- **Collected data**
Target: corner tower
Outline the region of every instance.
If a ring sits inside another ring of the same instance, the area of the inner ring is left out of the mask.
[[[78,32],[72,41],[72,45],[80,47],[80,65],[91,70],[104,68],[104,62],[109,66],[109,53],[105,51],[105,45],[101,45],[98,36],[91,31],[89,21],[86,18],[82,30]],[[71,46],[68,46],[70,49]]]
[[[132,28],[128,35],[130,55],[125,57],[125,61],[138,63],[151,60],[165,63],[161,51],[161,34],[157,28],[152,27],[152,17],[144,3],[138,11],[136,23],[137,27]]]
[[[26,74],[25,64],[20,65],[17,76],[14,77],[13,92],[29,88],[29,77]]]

- **ASSIGNED TASK**
What is needed here is an exact copy of all the entries.

- **WRITTEN RESPONSE**
Target: corner tower
Outline the region of every instance.
If a ring sits inside another ring of the same instance, the area of the inner ring is left out of the mask.
[[[78,32],[72,41],[72,45],[80,47],[80,65],[91,70],[104,68],[104,62],[109,66],[109,53],[105,51],[105,45],[101,45],[98,36],[91,31],[89,21],[86,18],[82,30]],[[71,46],[68,46],[70,49]]]
[[[132,28],[128,35],[130,55],[125,57],[125,61],[138,63],[151,60],[165,63],[161,51],[161,34],[157,28],[152,27],[152,17],[144,3],[138,11],[136,23],[137,27]]]
[[[26,74],[25,64],[20,65],[17,76],[14,77],[13,92],[29,88],[29,77]]]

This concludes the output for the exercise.